▶ TASK:
Scale the listing, starting with the line with "Locate every instance of dark eye" and going on through the line with "517,81 -> 552,117": write all those lines out again, requests included, but multiply every coordinate in the answers by 2.55 and round to whole numbers, with halves rounded up.

▶ Excerpts of bounding box data:
------------

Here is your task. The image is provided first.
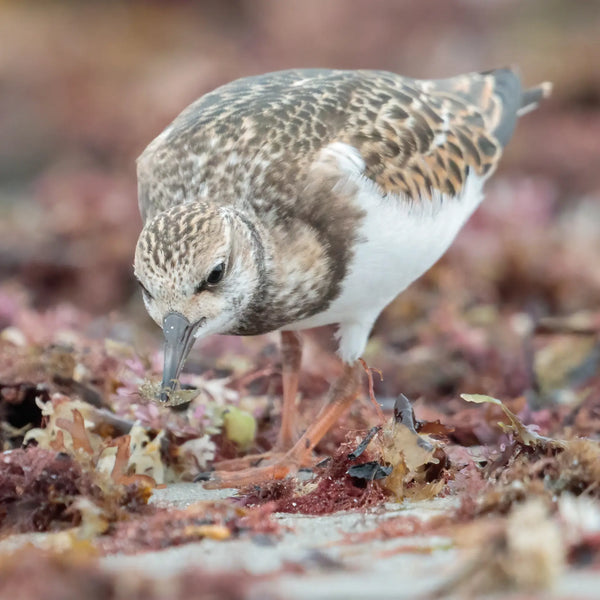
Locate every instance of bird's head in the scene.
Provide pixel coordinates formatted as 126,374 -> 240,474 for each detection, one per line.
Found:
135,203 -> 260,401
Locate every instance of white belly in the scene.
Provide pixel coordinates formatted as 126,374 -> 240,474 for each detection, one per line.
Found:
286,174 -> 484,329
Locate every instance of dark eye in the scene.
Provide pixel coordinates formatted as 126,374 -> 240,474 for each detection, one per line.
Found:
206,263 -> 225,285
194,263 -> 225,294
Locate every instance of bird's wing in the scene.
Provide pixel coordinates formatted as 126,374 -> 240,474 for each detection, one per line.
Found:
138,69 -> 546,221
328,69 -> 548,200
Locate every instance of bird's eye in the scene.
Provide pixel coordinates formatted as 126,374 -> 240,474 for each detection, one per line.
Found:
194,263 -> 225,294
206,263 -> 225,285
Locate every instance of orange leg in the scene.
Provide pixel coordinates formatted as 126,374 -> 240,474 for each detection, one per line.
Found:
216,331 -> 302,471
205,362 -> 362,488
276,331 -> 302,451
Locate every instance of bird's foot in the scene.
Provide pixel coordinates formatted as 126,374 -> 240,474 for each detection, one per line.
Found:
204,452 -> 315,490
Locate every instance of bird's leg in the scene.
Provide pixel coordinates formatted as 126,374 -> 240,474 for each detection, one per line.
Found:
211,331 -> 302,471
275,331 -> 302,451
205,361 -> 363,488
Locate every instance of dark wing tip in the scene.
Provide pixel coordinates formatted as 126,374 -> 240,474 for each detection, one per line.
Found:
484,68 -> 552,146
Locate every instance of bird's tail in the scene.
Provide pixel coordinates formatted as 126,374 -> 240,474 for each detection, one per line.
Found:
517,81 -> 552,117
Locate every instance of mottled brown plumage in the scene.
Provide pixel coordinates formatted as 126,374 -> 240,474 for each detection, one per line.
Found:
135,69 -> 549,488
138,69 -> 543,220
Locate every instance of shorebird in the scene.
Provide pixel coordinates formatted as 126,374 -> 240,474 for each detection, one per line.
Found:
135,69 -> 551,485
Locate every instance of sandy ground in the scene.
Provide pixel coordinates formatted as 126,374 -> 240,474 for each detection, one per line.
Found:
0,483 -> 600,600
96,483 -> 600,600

------------

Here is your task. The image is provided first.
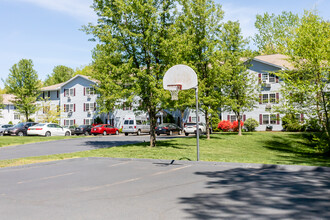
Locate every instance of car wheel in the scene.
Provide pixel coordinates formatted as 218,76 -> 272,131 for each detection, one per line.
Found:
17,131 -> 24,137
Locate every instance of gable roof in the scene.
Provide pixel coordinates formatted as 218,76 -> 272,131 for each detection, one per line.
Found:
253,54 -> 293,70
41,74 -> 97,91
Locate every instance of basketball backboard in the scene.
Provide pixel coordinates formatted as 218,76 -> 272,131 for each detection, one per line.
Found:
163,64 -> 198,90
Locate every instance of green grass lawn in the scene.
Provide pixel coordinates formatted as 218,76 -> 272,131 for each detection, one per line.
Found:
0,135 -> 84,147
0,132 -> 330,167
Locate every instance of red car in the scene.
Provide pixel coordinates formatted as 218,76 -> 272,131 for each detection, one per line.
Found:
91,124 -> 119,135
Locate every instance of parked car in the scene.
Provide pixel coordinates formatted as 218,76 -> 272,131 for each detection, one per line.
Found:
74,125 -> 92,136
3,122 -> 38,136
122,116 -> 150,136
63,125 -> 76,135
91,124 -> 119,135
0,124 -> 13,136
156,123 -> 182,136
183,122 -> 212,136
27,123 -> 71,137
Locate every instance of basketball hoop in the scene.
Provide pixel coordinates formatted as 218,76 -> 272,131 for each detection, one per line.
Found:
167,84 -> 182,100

------------

▶ EXERCISE ANSWER:
Locate every instance of dark eye in the scene.
Provide pixel coordinates formatted as 126,374 -> 240,474 for each detection, one per line.
Found:
525,671 -> 574,727
495,671 -> 574,750
Locate every instance of bird's wing in the scene.
Provide pixel coordinates formatted as 126,374 -> 240,474 for each detection, one per line.
Found:
352,176 -> 1392,564
836,176 -> 1397,510
Locate every instance of bird's eye in the scene.
Provide pixel coordinates formatted as 126,374 -> 240,474 for each detection, one per line.
Found:
495,671 -> 574,750
525,671 -> 574,727
Locate every instance of orange leg in the scene.
Provide pixel coordinates formatted as 126,374 -> 240,474 for each detection, one per line.
Found:
551,844 -> 770,1201
523,923 -> 923,1244
704,844 -> 770,1150
Locate every instance of bird's foot in the scene.
Provide pixel coordinates formatted as 126,374 -> 240,474 for each detection, one per line.
Found:
520,1153 -> 803,1250
Locate every instance of bird's leg in the scene.
Provide pixel coordinates formatted as 126,374 -> 240,474 for each detection, one per line.
Found:
538,844 -> 770,1201
701,844 -> 770,1150
523,921 -> 926,1244
Locate every instance of dark wing tip in the scene.
Provide pixel coordinates formatted as 126,374 -> 240,474 for each detection, one per line.
Found:
1234,173 -> 1408,372
Locate every instance of bird's tail in the scene.
Provide pixel coordinates formatted as 126,374 -> 240,474 for each detection, one per line.
Found:
1318,207 -> 1408,298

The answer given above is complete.